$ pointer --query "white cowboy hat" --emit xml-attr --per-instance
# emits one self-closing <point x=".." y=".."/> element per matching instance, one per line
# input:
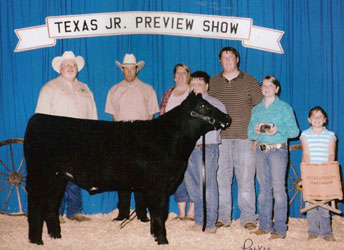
<point x="67" y="55"/>
<point x="128" y="60"/>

**Description of the task**
Set down a word-for-word copy of the records, dropping any picture.

**Worked solution**
$ pointer --query "white cowboy hat" --emit xml-attr --per-instance
# emits one self-closing <point x=".." y=".."/> element per matching instance, one per line
# input:
<point x="67" y="55"/>
<point x="128" y="60"/>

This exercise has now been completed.